:: WORK ITEM ::
Would you retype exactly the lines below, starting with the one that has "Please identify the still" and going on through the one that has "Please identify the dry", with no pictures and nothing else?

:: SOURCE MATERIAL ::
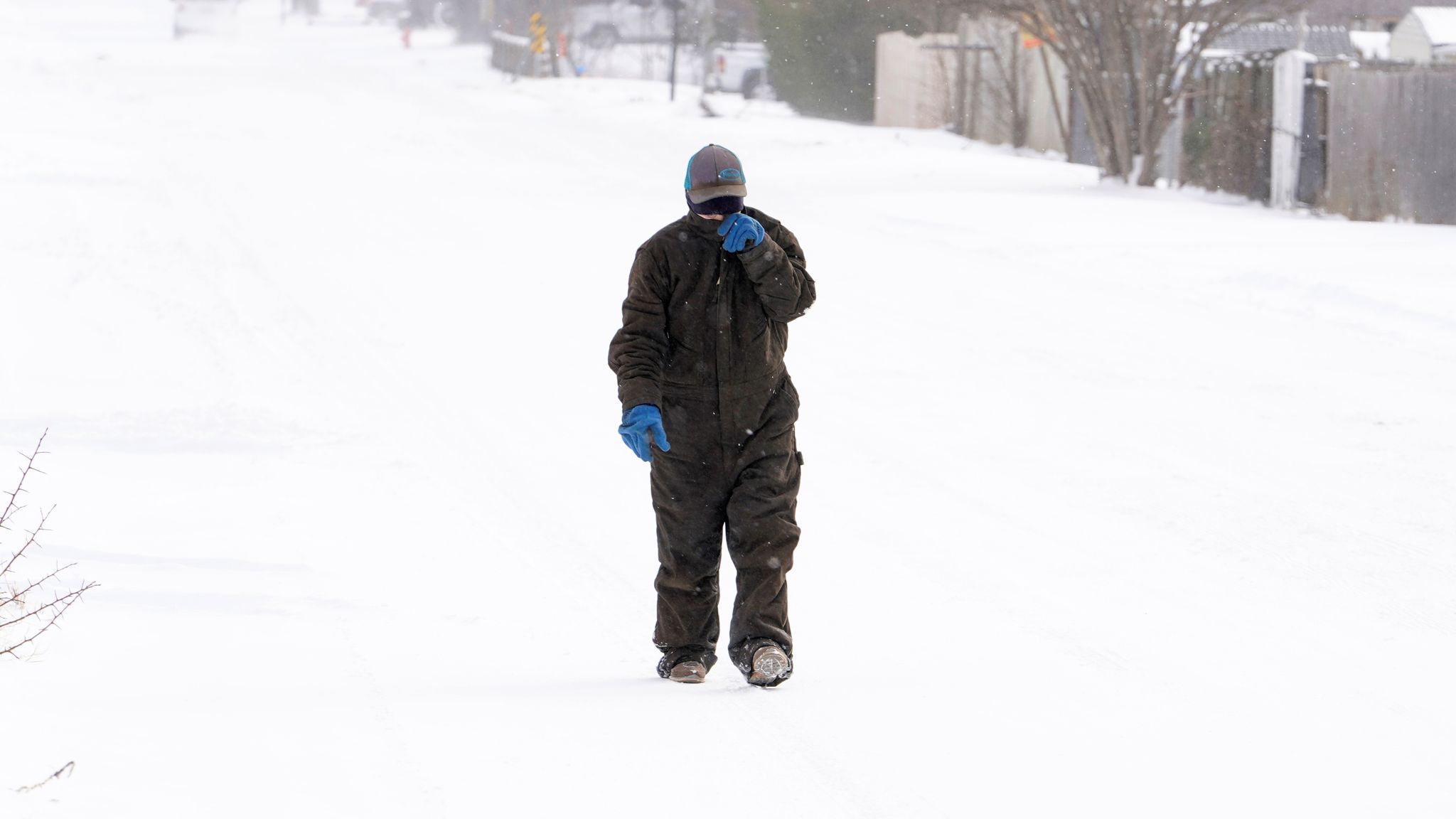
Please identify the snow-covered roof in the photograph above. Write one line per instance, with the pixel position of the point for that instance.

--

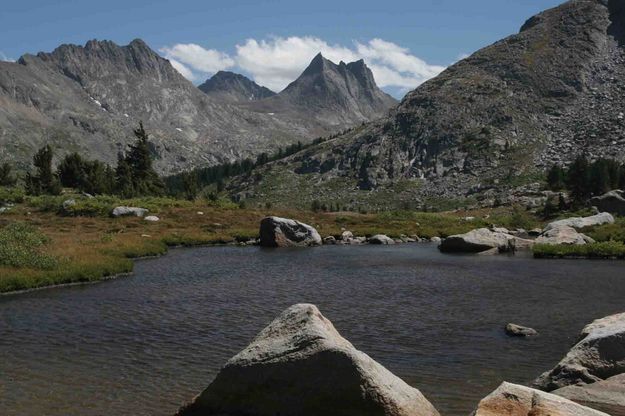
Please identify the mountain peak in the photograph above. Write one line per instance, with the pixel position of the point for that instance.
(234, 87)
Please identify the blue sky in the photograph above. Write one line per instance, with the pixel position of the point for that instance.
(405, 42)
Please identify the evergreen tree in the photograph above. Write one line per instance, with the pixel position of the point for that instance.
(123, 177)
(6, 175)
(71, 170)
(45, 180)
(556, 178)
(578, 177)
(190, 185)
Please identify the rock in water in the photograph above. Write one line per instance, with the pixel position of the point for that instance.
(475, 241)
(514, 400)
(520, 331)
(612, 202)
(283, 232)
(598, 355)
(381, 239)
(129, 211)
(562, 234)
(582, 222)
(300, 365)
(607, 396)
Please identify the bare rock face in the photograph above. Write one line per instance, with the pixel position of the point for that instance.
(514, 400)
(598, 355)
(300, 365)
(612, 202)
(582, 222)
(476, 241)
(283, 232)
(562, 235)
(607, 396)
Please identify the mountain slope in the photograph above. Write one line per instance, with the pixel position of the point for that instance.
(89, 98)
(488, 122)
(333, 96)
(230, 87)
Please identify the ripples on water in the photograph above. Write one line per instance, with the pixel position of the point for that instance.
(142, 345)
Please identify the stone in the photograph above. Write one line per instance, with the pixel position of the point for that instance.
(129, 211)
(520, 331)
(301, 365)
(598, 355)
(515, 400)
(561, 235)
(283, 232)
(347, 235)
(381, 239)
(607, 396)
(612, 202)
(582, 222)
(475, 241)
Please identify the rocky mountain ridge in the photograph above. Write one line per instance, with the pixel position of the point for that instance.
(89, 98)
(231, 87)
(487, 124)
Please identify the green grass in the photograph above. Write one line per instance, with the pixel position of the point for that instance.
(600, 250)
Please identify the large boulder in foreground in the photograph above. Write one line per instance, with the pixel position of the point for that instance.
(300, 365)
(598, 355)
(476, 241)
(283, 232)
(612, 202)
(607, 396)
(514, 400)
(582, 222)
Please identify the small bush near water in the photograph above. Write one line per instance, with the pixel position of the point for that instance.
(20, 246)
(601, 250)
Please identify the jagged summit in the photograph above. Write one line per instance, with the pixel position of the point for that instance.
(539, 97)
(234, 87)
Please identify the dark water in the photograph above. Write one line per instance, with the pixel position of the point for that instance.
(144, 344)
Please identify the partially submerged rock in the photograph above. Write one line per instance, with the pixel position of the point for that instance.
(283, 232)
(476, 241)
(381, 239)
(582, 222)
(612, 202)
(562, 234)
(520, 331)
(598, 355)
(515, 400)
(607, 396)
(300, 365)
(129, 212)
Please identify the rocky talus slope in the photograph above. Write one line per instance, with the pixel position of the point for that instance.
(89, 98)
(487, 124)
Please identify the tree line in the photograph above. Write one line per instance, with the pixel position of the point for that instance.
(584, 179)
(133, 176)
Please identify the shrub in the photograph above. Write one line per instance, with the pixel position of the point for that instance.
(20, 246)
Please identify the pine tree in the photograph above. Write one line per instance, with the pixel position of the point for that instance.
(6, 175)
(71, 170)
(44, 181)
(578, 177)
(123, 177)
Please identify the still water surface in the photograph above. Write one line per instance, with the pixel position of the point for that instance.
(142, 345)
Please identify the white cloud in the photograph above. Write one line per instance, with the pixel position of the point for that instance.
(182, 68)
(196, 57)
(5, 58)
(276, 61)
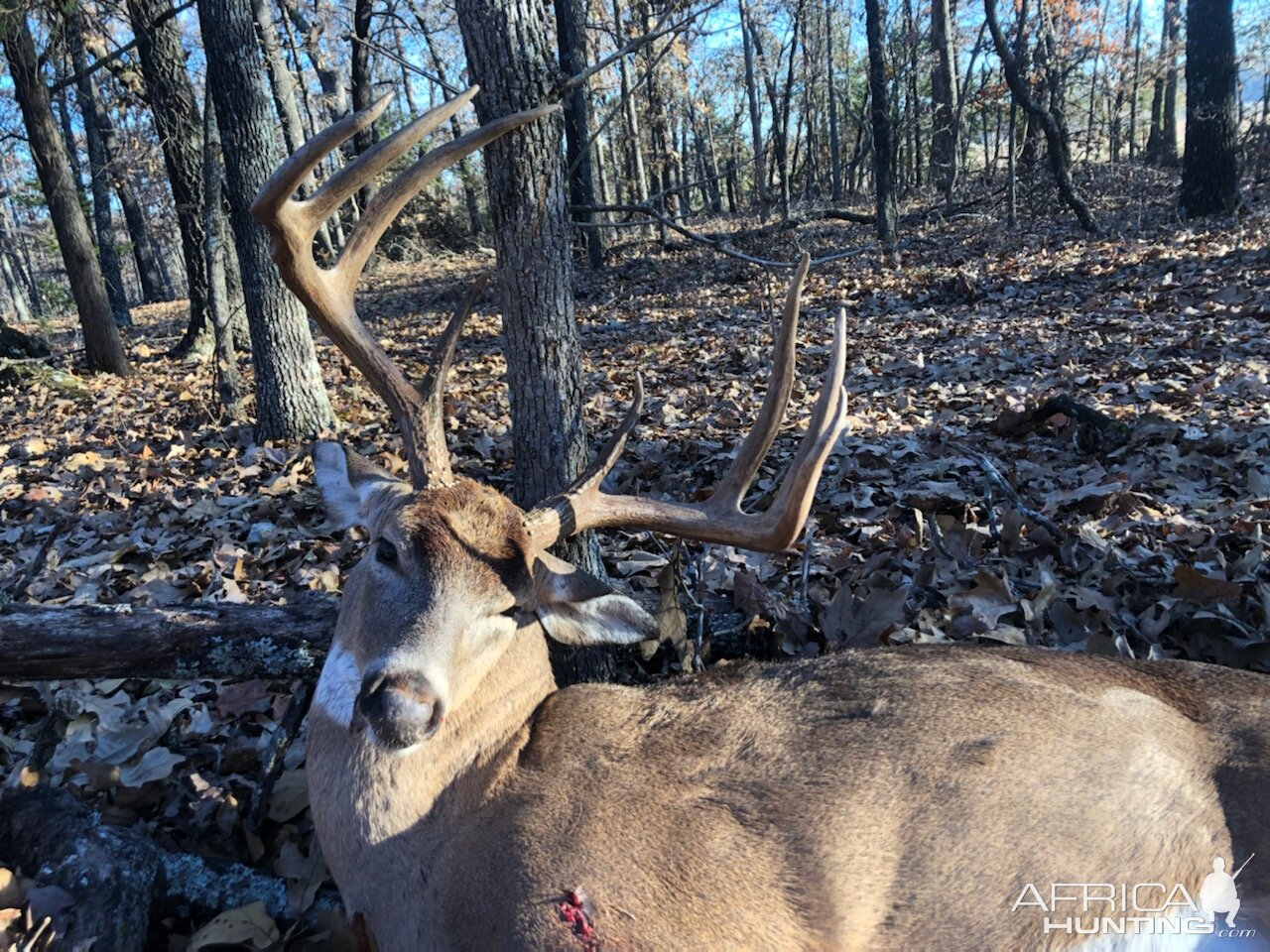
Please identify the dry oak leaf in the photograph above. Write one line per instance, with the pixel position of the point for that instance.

:: REPLY TO THE TASK ::
Please identify the still water surface in the photograph above. Write one line per instance, with the pixel position of the point for that instance.
(142, 345)
Please identify the white cloud in the photograph above. Write one line per instance, with the pixel position of the point for that instance.
(182, 68)
(196, 57)
(5, 58)
(276, 61)
Please identify the dry oak leaf in the photograph above. Write one line per instance, with the pixel position of the point for that instance.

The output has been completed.